• _Challenge_
Please quote the items below word for word, from first to last, and leave the pictures out of your answer.

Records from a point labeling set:
____________________

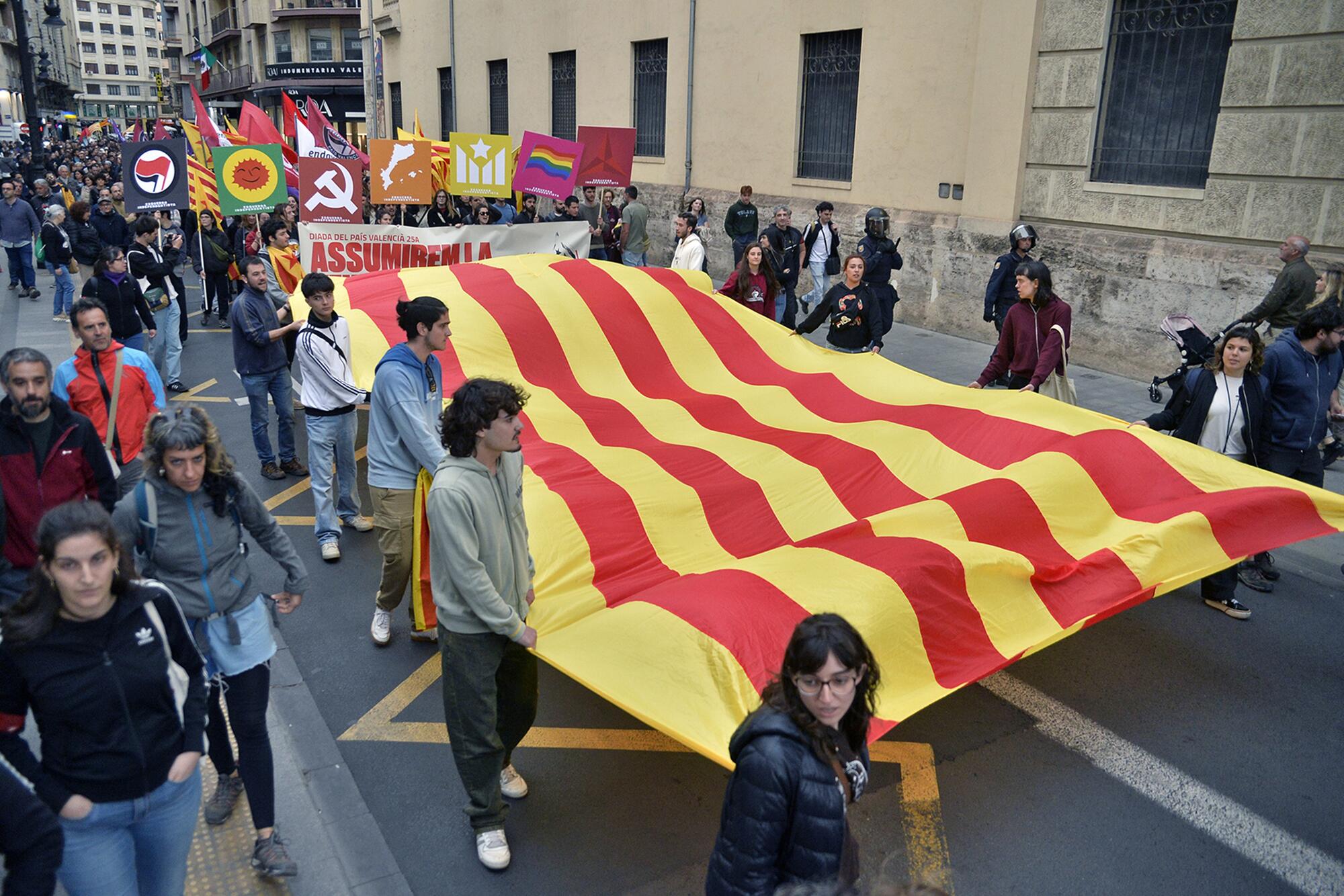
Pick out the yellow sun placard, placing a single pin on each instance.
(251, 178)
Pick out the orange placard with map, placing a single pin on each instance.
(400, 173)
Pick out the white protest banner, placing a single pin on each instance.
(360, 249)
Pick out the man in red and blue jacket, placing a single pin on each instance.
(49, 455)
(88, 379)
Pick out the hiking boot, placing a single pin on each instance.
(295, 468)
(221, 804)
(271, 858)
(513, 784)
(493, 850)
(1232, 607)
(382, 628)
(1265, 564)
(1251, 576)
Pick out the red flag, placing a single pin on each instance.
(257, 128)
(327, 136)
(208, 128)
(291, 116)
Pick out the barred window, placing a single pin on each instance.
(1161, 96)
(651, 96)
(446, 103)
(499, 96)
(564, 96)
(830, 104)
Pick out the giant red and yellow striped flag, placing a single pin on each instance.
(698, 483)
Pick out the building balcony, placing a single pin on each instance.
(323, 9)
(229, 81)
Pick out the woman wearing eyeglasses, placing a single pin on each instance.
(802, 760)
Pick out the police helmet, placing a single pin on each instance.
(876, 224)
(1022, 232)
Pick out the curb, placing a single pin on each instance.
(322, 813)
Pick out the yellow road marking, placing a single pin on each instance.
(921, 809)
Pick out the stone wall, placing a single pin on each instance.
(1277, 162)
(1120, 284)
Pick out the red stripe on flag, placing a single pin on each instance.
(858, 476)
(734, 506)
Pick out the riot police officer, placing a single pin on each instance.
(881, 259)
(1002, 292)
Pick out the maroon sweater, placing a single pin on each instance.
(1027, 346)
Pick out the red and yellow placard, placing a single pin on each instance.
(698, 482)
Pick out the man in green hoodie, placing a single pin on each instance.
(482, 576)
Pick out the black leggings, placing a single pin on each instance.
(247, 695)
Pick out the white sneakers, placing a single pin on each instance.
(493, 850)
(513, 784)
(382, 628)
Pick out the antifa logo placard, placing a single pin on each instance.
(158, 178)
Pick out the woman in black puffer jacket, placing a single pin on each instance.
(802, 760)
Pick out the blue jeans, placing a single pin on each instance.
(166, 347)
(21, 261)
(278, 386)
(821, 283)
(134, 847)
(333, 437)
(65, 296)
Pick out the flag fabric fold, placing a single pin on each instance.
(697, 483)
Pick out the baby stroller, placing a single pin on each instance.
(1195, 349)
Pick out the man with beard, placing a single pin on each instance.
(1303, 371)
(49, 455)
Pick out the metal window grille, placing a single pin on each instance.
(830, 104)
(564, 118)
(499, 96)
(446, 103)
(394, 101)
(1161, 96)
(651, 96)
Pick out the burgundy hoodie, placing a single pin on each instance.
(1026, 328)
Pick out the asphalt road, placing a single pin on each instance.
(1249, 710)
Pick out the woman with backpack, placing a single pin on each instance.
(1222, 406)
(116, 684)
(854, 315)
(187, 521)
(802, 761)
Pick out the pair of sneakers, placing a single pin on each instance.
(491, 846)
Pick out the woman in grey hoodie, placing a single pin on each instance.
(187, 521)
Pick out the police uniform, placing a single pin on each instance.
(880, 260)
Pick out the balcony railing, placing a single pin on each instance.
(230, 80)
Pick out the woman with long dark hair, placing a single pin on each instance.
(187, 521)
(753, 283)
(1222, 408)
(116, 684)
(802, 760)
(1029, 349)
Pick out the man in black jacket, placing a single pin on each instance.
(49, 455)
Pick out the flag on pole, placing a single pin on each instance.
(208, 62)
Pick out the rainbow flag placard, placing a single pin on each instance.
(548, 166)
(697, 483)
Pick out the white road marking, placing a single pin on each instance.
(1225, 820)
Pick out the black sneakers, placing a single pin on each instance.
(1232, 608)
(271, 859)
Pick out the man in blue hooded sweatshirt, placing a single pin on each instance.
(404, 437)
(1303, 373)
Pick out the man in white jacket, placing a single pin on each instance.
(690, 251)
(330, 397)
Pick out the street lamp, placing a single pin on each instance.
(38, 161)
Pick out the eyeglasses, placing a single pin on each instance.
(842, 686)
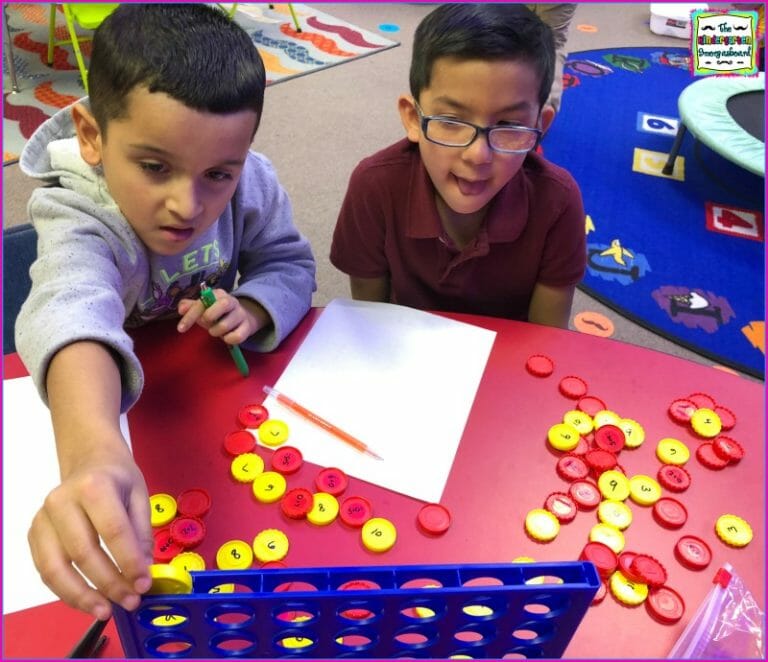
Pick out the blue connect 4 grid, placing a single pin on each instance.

____________________

• _Final answer_
Pick out the yellow sun placard, placing a single pin on each instance.
(251, 178)
Pick out the orange placard with map, placing a single pin on each instance.
(400, 173)
Pick out the white protest banner, placing a single pin on each instance.
(360, 249)
Pick out the man in red and blue jacket, placing a single pin on each instance.
(49, 455)
(88, 379)
Pick out the hiking boot, placing a single pin on each instance.
(295, 468)
(221, 804)
(271, 858)
(513, 784)
(493, 850)
(1232, 607)
(382, 628)
(1265, 564)
(1251, 576)
Pick out the red flag, placing a single pin on each instance.
(257, 128)
(327, 136)
(208, 128)
(291, 116)
Pick out the barred window, placing a single pin on each instance.
(1161, 96)
(651, 96)
(446, 103)
(499, 96)
(564, 96)
(830, 104)
Pick out the giant red and yellow striped flag, placing a single pin on each instance.
(698, 483)
Pick out the building balcony, placing a single pin on each instance.
(323, 9)
(229, 81)
Pick out the woman wearing eyeglasses, placing a single pin on each instance.
(802, 760)
Pick out the police helmet, placing a single pin on each instance.
(876, 224)
(1022, 232)
Pick out the curb, placing a single pin on each instance.
(322, 813)
Pick out the yellow road marking, placing a single pin on each instance.
(921, 809)
Pick out the stone wall, placing a single pin on each instance.
(1277, 162)
(1120, 284)
Pick out the red stripe on flag, placing a single pin on each instance.
(858, 476)
(734, 506)
Pick out the riot police officer, placing a single pin on each instance.
(881, 259)
(1002, 292)
Pick out the maroon sweater, placing a single pin on each instance.
(1027, 346)
Pick out the red and yellow placard, placing a single pin on each instance.
(698, 482)
Pick out the man in green hoodie, placing a single pin on each instance.
(482, 576)
Pick out the black leggings, placing a single pin on each instance.
(247, 695)
Pick out the white sneakers, placing a single pin on each instance.
(493, 850)
(513, 784)
(382, 628)
Pick out the antifa logo placard, placing a single pin on each instance.
(158, 178)
Pick out the woman in black puffer jacket, placing a single pin on each instance.
(802, 760)
Pick out the blue jeans, placing a single pin on each instance.
(166, 347)
(21, 261)
(278, 386)
(821, 283)
(134, 847)
(333, 437)
(65, 296)
Pick out the flag fabric fold, placing a single pin on each instance.
(697, 483)
Pick out the baby stroller, placing a single pin on each instance.
(1195, 349)
Pick out the man with beard, placing a single pin on each instance.
(1303, 371)
(49, 455)
Pick out the metal window grille, placing a single pin on each instance.
(830, 104)
(564, 118)
(499, 96)
(446, 103)
(394, 101)
(1161, 96)
(651, 96)
Pick out the burgundy hoodie, placing a single pin on each instance.
(1026, 328)
Pick out the asphalt road, placing a single pin on each instance.
(1249, 710)
Pick out the woman with backpack, placing a single pin on each instance.
(1222, 406)
(116, 684)
(854, 315)
(187, 521)
(802, 761)
Pick out the pair of sneakers, placing a single pin on each instance.
(491, 846)
Pick out the woman in grey hoodie, placing a single pin on each instance.
(187, 521)
Pick out the police uniform, placing a single pin on each instance.
(880, 260)
Pick out the balcony railing, placing a single pin on each instance.
(230, 80)
Pick out the woman with long dark hair, placing a single pin on each instance.
(187, 521)
(753, 283)
(1222, 408)
(116, 684)
(802, 760)
(1029, 349)
Pick out the man in black jacket, placing a single pin on each instance.
(49, 455)
Pick out the flag on pole, placing a single pin on each instance.
(208, 62)
Pick out the rainbow flag placard, placing a single pin on each instance.
(548, 166)
(697, 483)
Pick out the white road marking, placing a single pin on each instance.
(1225, 820)
Pick out the black sneakers, placing a single pin on each instance.
(1232, 608)
(271, 859)
Pick out the man in blue hooded sweatshirt, placing a single pin on each instance.
(404, 437)
(1303, 373)
Pick out the man in white jacket, placing a single pin on each instance.
(690, 251)
(330, 397)
Pick out the street lamp, placing a single pin on each instance.
(38, 161)
Pick out the eyeglasses, placing a single pin on each instance.
(842, 686)
Pick out the blue connect 4 grid, placing a single pin on each instance.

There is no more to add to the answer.